*Aufgabe*. Sammle aus den folgenden Datensätzen jede Zeile, die das Wort „soil“ enthält, und gib diese Zeilen unverändert wieder.

※ ※ ※

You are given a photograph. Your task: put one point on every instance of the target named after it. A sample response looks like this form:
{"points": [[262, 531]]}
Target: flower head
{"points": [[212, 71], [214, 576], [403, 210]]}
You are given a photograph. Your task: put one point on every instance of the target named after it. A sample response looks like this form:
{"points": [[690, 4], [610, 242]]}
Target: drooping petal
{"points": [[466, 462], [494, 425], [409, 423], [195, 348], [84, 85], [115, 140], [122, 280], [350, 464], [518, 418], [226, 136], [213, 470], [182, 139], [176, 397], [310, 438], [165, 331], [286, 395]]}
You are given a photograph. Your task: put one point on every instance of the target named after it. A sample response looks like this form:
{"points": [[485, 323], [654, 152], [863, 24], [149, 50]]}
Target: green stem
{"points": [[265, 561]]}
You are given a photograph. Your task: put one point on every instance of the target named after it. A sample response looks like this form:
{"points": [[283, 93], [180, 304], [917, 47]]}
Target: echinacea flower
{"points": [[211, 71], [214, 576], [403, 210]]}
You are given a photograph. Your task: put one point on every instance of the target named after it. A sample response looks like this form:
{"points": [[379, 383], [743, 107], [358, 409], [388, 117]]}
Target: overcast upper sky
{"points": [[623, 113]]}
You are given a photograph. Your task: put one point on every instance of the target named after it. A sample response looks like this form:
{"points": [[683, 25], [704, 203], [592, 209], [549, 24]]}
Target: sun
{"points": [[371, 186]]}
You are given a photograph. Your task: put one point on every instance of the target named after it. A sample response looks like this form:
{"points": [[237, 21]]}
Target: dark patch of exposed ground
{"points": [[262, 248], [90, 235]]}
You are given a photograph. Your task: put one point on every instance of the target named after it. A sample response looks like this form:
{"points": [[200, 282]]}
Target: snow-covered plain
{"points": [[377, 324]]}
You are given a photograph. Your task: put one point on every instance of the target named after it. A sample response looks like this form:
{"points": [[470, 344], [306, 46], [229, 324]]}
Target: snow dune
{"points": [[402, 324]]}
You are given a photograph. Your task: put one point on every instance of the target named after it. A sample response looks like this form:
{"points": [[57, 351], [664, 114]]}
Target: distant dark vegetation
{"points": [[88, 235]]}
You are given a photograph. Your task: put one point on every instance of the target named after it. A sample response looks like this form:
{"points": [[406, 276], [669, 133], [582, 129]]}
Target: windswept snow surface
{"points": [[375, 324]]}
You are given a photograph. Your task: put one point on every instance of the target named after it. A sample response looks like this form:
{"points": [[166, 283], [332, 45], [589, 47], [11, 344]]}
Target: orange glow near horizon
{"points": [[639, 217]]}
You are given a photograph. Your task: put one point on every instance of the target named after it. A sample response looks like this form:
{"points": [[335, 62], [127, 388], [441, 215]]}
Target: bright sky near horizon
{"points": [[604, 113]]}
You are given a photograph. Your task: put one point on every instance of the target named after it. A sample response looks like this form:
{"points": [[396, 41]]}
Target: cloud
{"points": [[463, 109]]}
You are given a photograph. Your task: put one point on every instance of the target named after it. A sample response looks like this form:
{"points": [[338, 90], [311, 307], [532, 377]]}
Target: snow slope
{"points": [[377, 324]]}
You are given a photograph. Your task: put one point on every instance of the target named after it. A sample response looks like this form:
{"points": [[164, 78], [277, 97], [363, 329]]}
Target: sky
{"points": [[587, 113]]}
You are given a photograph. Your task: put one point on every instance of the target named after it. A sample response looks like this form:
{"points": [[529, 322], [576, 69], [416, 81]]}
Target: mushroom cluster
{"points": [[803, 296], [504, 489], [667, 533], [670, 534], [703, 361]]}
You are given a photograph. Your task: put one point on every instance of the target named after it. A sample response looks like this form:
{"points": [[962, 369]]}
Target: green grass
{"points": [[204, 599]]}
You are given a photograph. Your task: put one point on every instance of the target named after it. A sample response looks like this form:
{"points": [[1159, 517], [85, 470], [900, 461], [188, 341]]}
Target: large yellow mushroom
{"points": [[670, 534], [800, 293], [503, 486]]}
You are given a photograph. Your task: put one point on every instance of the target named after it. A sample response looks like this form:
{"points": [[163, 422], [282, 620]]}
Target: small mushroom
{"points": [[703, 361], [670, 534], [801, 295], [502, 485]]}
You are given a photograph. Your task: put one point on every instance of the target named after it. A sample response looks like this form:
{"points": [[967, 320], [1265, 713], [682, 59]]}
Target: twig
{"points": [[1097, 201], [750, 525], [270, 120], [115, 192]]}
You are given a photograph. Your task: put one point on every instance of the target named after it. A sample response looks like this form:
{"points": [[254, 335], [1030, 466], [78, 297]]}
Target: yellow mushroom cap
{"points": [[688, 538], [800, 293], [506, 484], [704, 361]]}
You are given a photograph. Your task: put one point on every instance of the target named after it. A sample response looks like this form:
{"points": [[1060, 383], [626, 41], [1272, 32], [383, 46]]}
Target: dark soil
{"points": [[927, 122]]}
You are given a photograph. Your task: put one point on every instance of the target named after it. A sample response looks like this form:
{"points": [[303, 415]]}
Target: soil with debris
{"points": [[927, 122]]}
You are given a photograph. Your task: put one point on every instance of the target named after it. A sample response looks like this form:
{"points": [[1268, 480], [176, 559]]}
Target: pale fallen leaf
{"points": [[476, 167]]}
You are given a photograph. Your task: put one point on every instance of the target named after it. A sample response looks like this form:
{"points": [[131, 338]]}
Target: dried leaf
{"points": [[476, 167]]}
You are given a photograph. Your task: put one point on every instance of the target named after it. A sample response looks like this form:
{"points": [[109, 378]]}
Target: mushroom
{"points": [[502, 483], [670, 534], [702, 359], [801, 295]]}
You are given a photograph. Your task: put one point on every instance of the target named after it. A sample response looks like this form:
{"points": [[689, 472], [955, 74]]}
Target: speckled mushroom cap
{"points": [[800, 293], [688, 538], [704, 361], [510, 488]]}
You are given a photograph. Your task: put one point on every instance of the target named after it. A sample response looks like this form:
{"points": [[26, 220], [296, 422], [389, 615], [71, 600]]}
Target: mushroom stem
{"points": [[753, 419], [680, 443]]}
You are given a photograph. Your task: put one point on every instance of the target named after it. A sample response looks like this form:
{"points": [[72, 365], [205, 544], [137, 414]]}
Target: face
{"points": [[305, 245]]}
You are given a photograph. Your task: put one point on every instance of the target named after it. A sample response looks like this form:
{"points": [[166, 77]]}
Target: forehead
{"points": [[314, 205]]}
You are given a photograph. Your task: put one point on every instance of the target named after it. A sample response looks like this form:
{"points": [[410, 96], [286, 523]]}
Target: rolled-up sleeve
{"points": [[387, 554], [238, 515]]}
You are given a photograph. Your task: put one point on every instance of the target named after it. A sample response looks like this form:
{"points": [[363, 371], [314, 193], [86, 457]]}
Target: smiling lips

※ ※ ※

*Schriftliche Antwort*.
Target: dark soil
Target: soil with debris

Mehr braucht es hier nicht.